* Série de tâches:
(a) Indiquez si chacun des énoncés suivants concorde avec l'extrait sur l'enquête ethnographique, en répondant par oui ou par non et en citant mot pour mot le passage qui tranche. (i) Malinowski aurait renoncé aux notes de terrain au profit de la seule participation. (ii) L'observation pure et l'enquête par entretiens sont placées aux deux bouts d'un continuum. (iii) La véranda est comparée au divan de l'ethnologie coloniale.
(b) Poursuivez l'extrait sur l'enquête ethnographique après sa dernière phrase.

* Extrait:

------------------------------------------------

L’épiement sans trêve et la curiosité de tout. L'enquête ethnographique.

so 1467378181235 SO | 2021-01-07 17:50

Comment le savoir des anthropologues émerge-t-il à partir des relations intersubjectives qu’ils nouent dans l’enquête ethnographique ? Cet article aborde les possibilités heuristiques de celle-ci en s’interrogeant sur la situation d’enquête, sur le contexte qui rend possible la présence de l’ethnographe et sur l’espace intersubjectif qu’elle définit. Il décrit les machines d’inscription matérielle ou d’enregistrement qui permettent à l’enquêteur de susciter et de coproduire ses « données », discursivités et visibilités, dans les espaces de l’interaction, de l’observation, de l’interlocution. Enfin, il revient sur les relations d’intersubjectivité qui la constituent, et sur les engagements que celles-ci impliquent – la présence de l’ethnographe comme son implication dans l’entretien menant simultanément à une politique de la situation et à une éthique de la relation.

Être là, participer, observer

Il me semble que c’est dans l’articulation de deux dimensions – d’une part, le fait d’être là (cf. Geertz 1988 ; Watson 1999 ; Borneman & Hammoudi 2009), la participation, l’observation qui ouvrent un champ de visibilité et la production d’images, de dessins, de photographies, etc. ; et, d’autre part, l’entretien ou la conversation, formelle ou informelle, qui définit un espace d’interlocution et de discursivité, soit la production de matériaux langagiers, textualisables – que se constitue la singularité de l’enquête ethnographique.

Il est fréquent de décrire l’enquête ethnographique comme une combinaison d’« observation participante » et d’« entretiens ethnographiques », le commentateur mettant l’accent sur celui des deux aspects qui l’intéresse le plus, ou qui est le plus adéquat à saisir la réalité qu’il étudie, ou dans lequel il se sent le plus à l’aise dans la pratique. Être inclus dans un monde social au sein duquel on suscite ou sollicite des commentaires sur ce qu’il s’y passe me semble toutefois bien singulariser la méthode ethnographique : les situations d’observation pure (d’interaction sans interlocution), ou d’enquête par entretiens et d’histoire orale (d’interaction limitée au seul moment de l’interlocution) apparaissent là comme des limites typologiquement situées aux deux extrémités du continuum des expériences ethnographiques.

James Clifford (1990 : 51) insiste sur la combinaison des actes de « participation » et d’écriture même au sein de l’invention malinowskienne de l’observation participante, qui est d’abord un geste consistant à quitter la véranda où étaient interrogés les « indigènes » – la véranda : le divan de l’ethnologie coloniale – pour se promener dans le village, discuter, questionner, regarder. Mais, même dans ce cadre « participatif », la transcription et l’inscription sous la forme de notes de terrain demeurent des pratiques cruciales dans l’ethnographie de Bronislaw Malinowski. Sans cesse mêlés dans l’enquête, ces deux registres sont néanmoins discernables par ce qu’ils produisent, c’est-à-dire par des types de matériaux hétérogènes dont les usages et l’articulation ultérieurs ne vont pas de soi.

------------------------------------------------

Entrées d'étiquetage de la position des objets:
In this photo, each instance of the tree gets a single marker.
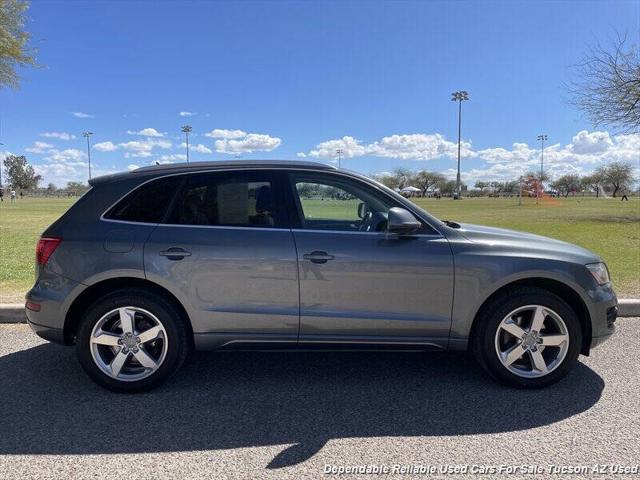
(593, 182)
(14, 42)
(76, 187)
(404, 177)
(424, 180)
(607, 88)
(387, 180)
(481, 185)
(511, 187)
(567, 184)
(448, 187)
(617, 176)
(19, 173)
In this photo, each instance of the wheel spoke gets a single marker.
(104, 338)
(118, 362)
(538, 319)
(150, 334)
(127, 320)
(145, 360)
(513, 328)
(537, 361)
(553, 340)
(513, 354)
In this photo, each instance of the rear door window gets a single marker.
(148, 203)
(236, 199)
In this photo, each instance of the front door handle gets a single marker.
(318, 257)
(175, 253)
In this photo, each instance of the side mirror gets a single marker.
(402, 222)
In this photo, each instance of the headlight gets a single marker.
(599, 272)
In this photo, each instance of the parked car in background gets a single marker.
(151, 264)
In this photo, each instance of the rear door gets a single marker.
(227, 251)
(358, 283)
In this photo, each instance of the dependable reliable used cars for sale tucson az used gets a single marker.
(151, 264)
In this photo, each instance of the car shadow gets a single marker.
(244, 399)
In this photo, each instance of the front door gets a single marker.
(358, 283)
(226, 251)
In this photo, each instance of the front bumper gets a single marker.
(604, 326)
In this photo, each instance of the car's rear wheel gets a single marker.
(132, 341)
(528, 338)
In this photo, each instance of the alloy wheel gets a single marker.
(532, 341)
(128, 343)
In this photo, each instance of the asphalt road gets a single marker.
(287, 415)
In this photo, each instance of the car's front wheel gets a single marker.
(132, 341)
(528, 338)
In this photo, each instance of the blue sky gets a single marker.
(300, 79)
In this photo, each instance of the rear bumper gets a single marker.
(55, 335)
(52, 294)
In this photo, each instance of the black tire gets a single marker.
(483, 341)
(178, 344)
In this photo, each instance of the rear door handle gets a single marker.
(175, 253)
(318, 257)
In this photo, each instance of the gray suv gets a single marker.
(151, 264)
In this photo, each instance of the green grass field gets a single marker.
(607, 226)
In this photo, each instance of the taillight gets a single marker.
(46, 247)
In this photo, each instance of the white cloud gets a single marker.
(417, 146)
(197, 147)
(175, 157)
(146, 132)
(60, 135)
(135, 148)
(587, 151)
(224, 133)
(69, 156)
(105, 147)
(594, 142)
(252, 142)
(39, 147)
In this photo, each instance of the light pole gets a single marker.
(87, 135)
(541, 138)
(2, 144)
(186, 129)
(459, 96)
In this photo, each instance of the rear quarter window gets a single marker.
(147, 203)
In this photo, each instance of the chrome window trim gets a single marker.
(348, 232)
(348, 175)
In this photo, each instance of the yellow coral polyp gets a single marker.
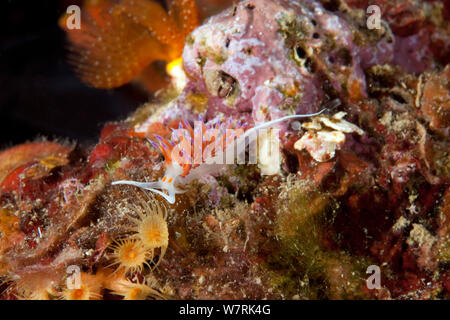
(130, 255)
(150, 227)
(90, 289)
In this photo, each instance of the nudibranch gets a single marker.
(119, 40)
(181, 165)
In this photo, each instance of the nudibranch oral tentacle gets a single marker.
(181, 169)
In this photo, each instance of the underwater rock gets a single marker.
(372, 189)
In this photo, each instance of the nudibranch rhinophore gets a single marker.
(179, 173)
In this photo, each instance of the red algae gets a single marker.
(371, 186)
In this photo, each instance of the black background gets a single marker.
(39, 92)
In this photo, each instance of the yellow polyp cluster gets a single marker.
(90, 288)
(150, 227)
(119, 40)
(130, 255)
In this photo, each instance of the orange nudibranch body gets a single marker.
(119, 40)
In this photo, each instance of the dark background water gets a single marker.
(39, 93)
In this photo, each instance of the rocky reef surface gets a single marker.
(364, 183)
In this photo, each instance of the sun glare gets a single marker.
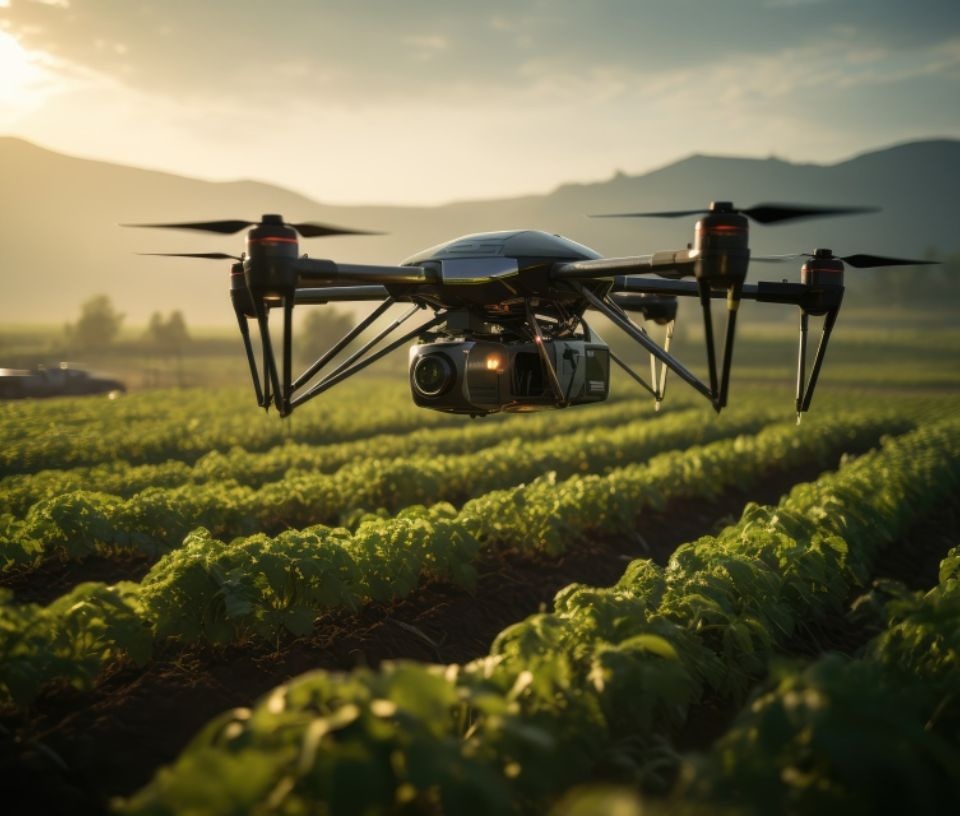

------------------------------------------------

* Réponses:
(a)
(i) Non : « la transcription et l’inscription sous la forme de notes de terrain demeurent des pratiques cruciales dans l’ethnographie de Bronislaw Malinowski »
(ii) Oui : « apparaissent là comme des limites typologiquement situées aux deux extrémités du continuum des expériences ethnographiques »
(iii) Oui : « la véranda : le divan de l’ethnologie coloniale »

(b)
La « présence » sur le terrain de l’enquête ouvre donc un espace de visibilité qui est souvent mis en avant dans la présentation de soi des ethnologues, bien qu’il soit largement occulté dans leurs travaux publiés. Il y a certainement autant de manières d’être présent dans l’enquête, de voir et d’être visible, d’être engagé dans les rapports sociaux locaux, que d’enquêtes. Notons parmi elles l’idée que défendit Colette Pétonnet d’une « observation flottante » :

« Elle consiste à rester en toute circonstance vacant et disponible, à ne pas mobiliser l’attention sur un objet précis, mais à la laisser “flotter” afin que les informations la pénètrent sans filtre, sans a priori, jusqu’à ce que des points de repères, des convergences, apparaissent ».(1982 : 39)

L’anthropologue comme flâneur construit alors son objet au gré des actions observées, des rencontres et des paroles entendues ou échangées, en l’occurrence au Père Lachaise (cf. aussi Williams 1993) – ce qui n’est certainement concevable qu’à partir d’une proximité sociale suffisante avec le monde qu’on parcourt. Ce qu’il est possible ou non de voir est fonction tout à la fois des contextes (proches ou lointains, et de ce que cela implique comme positionnement pour l’enquêteur que d’être jeune ou vieux, homme ou femme, de telle ou telle apparence, etc.) et des modalités de l’engagement de soi dans les situations considérées (des façons de s’en tenir aux positions qui nous sont assignées ou non). L’enregistrement de ces visibilités passe par des médiations variables : pour ma part, comme beaucoup d’autres ethnographes, j’utilise de manière privilégiée la photographie (dont je remarque au passage qu’elle est très diversement acceptée par les personnes que je rencontre en Nouvelle-Calédonie et au Congo) ; d’autres, le film ou le dessin.

L’entretien et les situations communicationnelles

Analytiquement, on peut considérer qu’à côté de l’observation et de la participation, dans leurs modalités variables, l’usage ultérieur des matériaux est souvent directement lié à la nature langagière ou discursive de cette partie singulière des interactions ethnographiques que constituent les registres de l’interlocution.

L’ethnographe peut entendre mais aussi susciter des paroles, par sa seule présence dans la situation étudiée, ou sous la forme d’« entretiens » plus formels (cf. Beaud 1996).

L’interlocution ethnographique n’est pas seulement témoin de la réalité, ou recueil d’un de ses aspects, mais bien plutôt production ou coproduction dans la situation. Sa réalisation suppose l’établissement d’une ligne d’intercompréhension partagée, la négociation et la construction d’un espace de communication, d’une situation dialogique, porteuse d’affects, de la possibilité d’un accord sur l’échange de paroles, mais aussi de différends potentiels, ou de conflits.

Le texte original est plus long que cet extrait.